All lines from the line containing "Target = person on stairs" up to and including the last line of the entries must be written out exactly, with no others.
Segment Start: RECORDS FOR PROCESSING
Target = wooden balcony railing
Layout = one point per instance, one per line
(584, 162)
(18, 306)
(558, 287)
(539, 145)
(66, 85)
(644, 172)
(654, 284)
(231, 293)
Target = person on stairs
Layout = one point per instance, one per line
Segment End: RECORDS FOR PROCESSING
**SOLUTION FOR THIS TASK**.
Target = person on stairs
Layout = one point per instance, one per line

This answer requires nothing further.